<<<<

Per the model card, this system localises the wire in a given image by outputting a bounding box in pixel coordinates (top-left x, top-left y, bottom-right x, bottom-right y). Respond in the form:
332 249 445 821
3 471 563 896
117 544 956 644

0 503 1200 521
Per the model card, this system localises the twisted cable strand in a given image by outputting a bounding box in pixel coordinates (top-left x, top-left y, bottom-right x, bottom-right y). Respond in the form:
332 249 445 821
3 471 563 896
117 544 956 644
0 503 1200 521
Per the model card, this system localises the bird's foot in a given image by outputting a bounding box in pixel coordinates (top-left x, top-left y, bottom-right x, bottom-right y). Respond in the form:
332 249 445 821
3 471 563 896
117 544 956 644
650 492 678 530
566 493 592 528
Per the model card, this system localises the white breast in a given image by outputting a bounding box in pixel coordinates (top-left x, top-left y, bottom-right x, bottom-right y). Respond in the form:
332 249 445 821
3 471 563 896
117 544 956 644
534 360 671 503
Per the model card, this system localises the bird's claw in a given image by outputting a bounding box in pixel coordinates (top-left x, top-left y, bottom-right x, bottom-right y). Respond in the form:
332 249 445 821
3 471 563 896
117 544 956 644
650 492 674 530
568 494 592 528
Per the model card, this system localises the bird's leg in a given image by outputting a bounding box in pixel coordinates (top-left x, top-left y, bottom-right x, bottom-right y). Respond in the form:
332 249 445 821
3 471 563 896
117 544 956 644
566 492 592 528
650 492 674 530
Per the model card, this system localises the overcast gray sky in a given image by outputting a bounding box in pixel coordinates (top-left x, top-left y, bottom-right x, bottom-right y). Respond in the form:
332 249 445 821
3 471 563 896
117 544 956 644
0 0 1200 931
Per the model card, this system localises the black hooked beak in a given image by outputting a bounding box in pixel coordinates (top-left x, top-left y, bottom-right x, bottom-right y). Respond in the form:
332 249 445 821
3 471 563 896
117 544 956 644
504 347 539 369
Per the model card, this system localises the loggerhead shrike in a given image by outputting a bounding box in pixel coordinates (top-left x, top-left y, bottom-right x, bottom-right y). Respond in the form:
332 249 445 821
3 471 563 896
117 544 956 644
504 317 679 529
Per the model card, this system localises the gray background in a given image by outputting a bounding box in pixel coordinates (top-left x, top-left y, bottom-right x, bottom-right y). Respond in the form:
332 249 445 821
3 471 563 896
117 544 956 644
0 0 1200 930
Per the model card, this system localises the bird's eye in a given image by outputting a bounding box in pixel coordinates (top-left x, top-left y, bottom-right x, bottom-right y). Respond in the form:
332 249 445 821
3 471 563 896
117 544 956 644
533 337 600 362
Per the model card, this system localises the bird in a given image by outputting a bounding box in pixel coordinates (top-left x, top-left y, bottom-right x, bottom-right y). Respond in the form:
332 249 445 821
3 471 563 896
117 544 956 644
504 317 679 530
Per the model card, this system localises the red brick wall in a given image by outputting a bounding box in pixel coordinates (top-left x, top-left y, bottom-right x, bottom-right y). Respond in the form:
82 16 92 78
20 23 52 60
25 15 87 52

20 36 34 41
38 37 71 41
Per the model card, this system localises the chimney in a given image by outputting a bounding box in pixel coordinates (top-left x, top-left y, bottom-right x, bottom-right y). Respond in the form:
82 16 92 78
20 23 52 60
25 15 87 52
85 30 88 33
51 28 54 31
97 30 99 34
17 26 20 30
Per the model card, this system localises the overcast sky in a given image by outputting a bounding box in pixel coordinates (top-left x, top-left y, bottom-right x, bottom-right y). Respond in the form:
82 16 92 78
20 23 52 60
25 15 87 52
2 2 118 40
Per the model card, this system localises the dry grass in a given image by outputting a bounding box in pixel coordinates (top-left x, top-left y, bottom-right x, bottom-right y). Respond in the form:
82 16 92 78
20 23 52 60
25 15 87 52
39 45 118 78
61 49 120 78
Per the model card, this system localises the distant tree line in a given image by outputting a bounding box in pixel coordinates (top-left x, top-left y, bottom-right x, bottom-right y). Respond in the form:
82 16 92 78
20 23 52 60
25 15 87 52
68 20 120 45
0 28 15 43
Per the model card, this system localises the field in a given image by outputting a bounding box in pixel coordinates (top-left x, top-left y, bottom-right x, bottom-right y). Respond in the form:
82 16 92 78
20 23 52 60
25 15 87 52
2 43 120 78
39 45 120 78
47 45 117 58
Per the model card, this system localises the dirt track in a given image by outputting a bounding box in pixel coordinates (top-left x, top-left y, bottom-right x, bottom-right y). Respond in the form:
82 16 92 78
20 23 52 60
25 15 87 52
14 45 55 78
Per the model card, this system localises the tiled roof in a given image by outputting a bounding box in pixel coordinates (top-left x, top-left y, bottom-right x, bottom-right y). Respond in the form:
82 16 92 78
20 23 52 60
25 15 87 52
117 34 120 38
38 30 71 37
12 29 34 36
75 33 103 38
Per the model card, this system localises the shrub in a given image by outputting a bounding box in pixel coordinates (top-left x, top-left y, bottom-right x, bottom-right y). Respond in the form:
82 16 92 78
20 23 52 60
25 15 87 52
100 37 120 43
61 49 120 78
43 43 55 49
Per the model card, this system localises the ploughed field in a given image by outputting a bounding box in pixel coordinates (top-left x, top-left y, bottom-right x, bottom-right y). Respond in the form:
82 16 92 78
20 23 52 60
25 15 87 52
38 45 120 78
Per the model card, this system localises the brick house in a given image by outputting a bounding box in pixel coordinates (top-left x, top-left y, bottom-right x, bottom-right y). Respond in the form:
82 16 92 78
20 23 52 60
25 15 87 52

>>>>

Exercise directions -
Reproduce every record above verbatim, keeping each line unchanged and in its original order.

Result for this exercise -
Per the model card, this system localises the wire in a given image by outputting a bounding box in pixel coordinates (top-left x, top-left y, bottom-right x, bottom-right y). Respond in the form:
332 249 445 821
3 471 563 896
117 544 956 644

0 503 1200 521
Per the model card, this system localises the twisted cable strand in a given image by outputting a bounding box in pixel coordinates (top-left x, top-left y, bottom-right x, bottom-right y). Respond in the form:
332 249 445 821
3 471 563 896
117 544 956 644
0 503 1200 521
Per the model card, this system localises the bird's foot in a given image by outputting a bounding box in pixel coordinates (top-left x, top-left y, bottom-right x, bottom-right y). Respond in the form:
332 249 445 821
3 471 563 896
117 544 956 644
650 492 678 530
566 493 592 528
Per the model card, this system localises the white breast in a given image by outputting a bounding box in pixel coordinates (top-left x, top-left y, bottom-right x, bottom-right y). Respond in the form:
332 249 445 821
3 471 563 896
117 544 956 644
534 360 671 503
Per the model card, this system localises the bird's claw in a given image by outputting a bounding box in pixel coordinates (top-left x, top-left y, bottom-right x, bottom-right y). Respond in the form:
332 249 445 821
3 471 563 896
117 544 956 644
650 492 674 530
568 494 592 528
Per the model card, this system localises the bird's leg in a given image by outputting a bounding box in pixel coordinates (top-left x, top-left y, bottom-right x, bottom-right y). Respond in the form:
332 249 445 821
3 471 563 896
117 544 956 644
566 492 592 528
650 492 674 530
Per the model card, this system localises the overcast gray sky in a given image by outputting a bounding box in pixel coordinates (top-left x, top-left y, bottom-right x, bottom-right y). Respond in the form:
332 249 445 821
3 471 563 896
117 544 956 644
0 0 1200 931
Per the model card, this system localises the black hooked beak in a given image by outputting a bounding box in pixel coordinates (top-left x, top-left y, bottom-right x, bottom-right y). Respond in the form:
332 249 445 821
3 471 563 896
117 544 956 644
504 347 539 369
Per the model card, this system localises the loggerhead shrike in a given image by outputting a bounding box in pixel coordinates (top-left x, top-left y, bottom-right x, bottom-right y). Respond in the form:
332 249 445 821
3 471 563 896
117 544 956 644
504 317 679 529
Per the model card, this system localises the gray background in a given image by outputting a bounding box in pixel coordinates (top-left x, top-left y, bottom-right x, bottom-right y). Respond in the form:
332 249 445 821
3 471 563 896
117 544 956 644
0 0 1200 930
Per the model card, this system localises the bird's eye in a given image by outputting a bounding box in pixel coordinates (top-left x, top-left y, bottom-right x, bottom-right y). Respond in the form:
332 249 445 821
3 471 563 896
117 544 956 644
533 337 600 362
Per the model card, this system localises the bird in a given image by outputting a bounding box in pixel coordinates (top-left x, top-left y, bottom-right x, bottom-right y). Respond in the form:
332 249 445 821
3 471 563 896
117 544 956 644
504 317 679 530
Per the model card, this system localises the red brick wall in a given image by outputting a bounding box in pixel coordinates (top-left x, top-left y, bottom-right x, bottom-right y). Respond in the form:
82 16 92 78
20 23 52 60
25 15 87 52

20 36 34 41
38 37 71 41
Per the model card, this system localises the chimney in a given image by outputting a bounding box in pixel coordinates (top-left x, top-left y, bottom-right x, bottom-right y). Respond in the form:
82 16 92 78
20 23 52 60
25 15 87 52
85 30 88 33
51 28 54 31
97 30 99 34
17 26 20 30
Per the model card, this system localises the overcast sky in a given image by outputting a bounding box in pixel coordinates (top-left x, top-left y, bottom-right x, bottom-right y). Respond in the form:
82 16 92 78
20 23 52 60
25 15 87 52
2 2 118 40
Per the model card, this system localises the dry grass in a given image by outputting a bounding box in pixel coordinates (top-left x, top-left y, bottom-right x, bottom-right y). Respond in the form:
82 16 92 78
20 23 52 60
25 15 87 52
39 45 118 78
61 49 120 78
Per the model card, this system localises the distant tree line in a given image by outputting a bounding box in pixel coordinates (top-left x, top-left y, bottom-right x, bottom-right y). Respond in the form:
82 16 92 78
20 23 52 60
25 15 87 52
68 20 120 45
0 28 15 43
Per the model card, this system localises the field in a given image by outputting a bounding box in pixel coordinates (top-left x, top-left y, bottom-right x, bottom-right y). Respond in the form:
82 16 92 78
20 23 52 60
25 15 87 52
2 43 120 78
39 45 120 78
47 45 117 58
Per the model card, this system localises the dirt track in a given image by outputting a bounding box in pixel coordinates (top-left x, top-left y, bottom-right x, bottom-right y). Respond in the form:
82 16 92 78
20 23 52 60
25 15 87 52
14 45 55 78
Per the model card, this system localises the tiled roof in a given image by outputting a bounding box in pixel coordinates (top-left x, top-left y, bottom-right x, bottom-right y). Respond in the form:
82 16 92 78
20 23 52 60
25 15 87 52
117 34 120 38
38 30 71 37
12 29 34 36
75 33 103 38
Per the model card, this system localises the shrub in a given image by outputting a bounding box in pixel coordinates (top-left x, top-left y, bottom-right x, bottom-right y). Respond in the form:
82 16 92 78
20 23 52 60
25 15 87 52
100 37 120 43
61 49 120 78
43 43 55 49
Per the model card, this system localises the ploughed field in a given image by outputting a bounding box in pixel coordinates (top-left x, top-left y, bottom-right x, bottom-right y). Respond in the form:
82 16 92 78
20 23 52 60
25 15 87 52
38 45 120 78
Per the model card, this system localises the brick house in a given image by outputting a bounding box in pixel coordinates (top-left x, top-left y, bottom-right x, bottom-right y). Respond in the form:
82 16 92 78
20 23 52 60
25 15 87 52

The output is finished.